→ WRITTEN REQUEST:
Please report every line of the data below that contains the word "harness", copying each such line in full.

##############################

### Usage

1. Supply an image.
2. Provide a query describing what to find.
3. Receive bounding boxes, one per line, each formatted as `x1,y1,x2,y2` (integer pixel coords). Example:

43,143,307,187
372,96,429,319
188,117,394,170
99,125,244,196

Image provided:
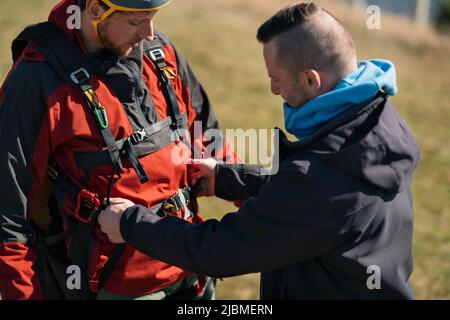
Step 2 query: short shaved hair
257,3,357,74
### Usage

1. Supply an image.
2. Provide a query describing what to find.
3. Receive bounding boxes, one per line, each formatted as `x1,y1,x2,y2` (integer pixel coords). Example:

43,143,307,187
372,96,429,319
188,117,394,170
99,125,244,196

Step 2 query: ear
303,69,322,91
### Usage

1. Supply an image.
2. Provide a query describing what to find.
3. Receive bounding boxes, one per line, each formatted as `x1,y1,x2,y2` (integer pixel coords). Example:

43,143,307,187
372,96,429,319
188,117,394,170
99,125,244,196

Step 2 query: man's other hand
98,198,134,243
187,158,217,197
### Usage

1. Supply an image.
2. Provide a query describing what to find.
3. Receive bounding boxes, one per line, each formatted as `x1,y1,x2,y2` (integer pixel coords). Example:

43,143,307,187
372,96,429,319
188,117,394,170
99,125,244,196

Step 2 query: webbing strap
98,243,126,290
145,38,183,129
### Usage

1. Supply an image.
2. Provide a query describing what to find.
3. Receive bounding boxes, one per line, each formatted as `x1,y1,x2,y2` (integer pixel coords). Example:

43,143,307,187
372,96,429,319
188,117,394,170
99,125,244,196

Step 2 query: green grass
0,0,450,299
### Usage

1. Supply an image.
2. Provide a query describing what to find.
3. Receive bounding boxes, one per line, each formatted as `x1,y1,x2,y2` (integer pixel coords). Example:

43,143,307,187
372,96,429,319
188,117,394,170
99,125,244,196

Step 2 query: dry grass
0,0,450,299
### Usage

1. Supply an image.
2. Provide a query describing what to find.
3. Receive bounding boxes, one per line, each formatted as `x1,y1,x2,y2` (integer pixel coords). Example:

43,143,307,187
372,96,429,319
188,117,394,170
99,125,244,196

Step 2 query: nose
139,20,155,41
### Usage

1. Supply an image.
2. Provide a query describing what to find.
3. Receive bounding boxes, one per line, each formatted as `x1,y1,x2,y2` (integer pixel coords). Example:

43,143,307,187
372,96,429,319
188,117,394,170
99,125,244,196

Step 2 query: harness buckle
130,129,148,145
148,48,166,62
75,189,102,223
161,187,194,220
70,68,90,85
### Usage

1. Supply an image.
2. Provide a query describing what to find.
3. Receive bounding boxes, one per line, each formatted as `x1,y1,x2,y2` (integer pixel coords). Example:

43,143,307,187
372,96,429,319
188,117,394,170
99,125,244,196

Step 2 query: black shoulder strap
11,22,89,85
144,37,183,129
11,22,122,178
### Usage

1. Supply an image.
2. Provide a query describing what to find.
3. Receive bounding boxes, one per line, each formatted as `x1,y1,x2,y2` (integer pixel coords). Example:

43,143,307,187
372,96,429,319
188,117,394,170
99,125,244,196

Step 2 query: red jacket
0,0,236,299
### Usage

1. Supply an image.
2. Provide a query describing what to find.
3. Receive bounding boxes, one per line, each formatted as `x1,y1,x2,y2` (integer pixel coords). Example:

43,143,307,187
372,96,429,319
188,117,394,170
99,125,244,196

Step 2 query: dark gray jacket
121,95,419,299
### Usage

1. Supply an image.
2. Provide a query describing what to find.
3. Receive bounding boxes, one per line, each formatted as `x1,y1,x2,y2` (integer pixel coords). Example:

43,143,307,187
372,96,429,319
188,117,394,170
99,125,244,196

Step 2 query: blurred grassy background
0,0,450,299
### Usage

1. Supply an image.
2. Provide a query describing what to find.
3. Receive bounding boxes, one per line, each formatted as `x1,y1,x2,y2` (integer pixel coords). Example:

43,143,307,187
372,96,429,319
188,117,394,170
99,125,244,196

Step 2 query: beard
98,20,132,58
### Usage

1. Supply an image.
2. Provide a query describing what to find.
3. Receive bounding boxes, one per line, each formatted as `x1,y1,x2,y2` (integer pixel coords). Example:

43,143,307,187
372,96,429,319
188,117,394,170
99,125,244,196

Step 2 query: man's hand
98,198,134,243
187,158,217,197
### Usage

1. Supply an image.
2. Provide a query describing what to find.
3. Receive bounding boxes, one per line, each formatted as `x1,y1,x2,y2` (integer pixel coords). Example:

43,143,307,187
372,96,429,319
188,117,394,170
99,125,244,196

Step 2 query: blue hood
284,60,398,141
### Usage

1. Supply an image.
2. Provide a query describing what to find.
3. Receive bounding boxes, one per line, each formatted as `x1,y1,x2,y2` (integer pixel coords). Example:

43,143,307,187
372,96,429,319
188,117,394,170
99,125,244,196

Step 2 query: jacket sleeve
215,164,271,201
121,162,340,277
0,60,54,300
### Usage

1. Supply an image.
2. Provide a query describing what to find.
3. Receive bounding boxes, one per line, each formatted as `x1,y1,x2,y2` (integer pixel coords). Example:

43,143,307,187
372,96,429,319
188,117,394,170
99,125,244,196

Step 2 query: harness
12,22,195,288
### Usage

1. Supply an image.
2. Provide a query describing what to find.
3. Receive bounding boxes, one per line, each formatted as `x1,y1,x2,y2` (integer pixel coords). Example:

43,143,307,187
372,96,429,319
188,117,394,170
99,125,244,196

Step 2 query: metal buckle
70,68,90,85
148,49,166,62
131,129,148,145
162,189,194,220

##############################

→ FULL ANSWER:
Step 2 query: harness buckle
Step 2 query: harness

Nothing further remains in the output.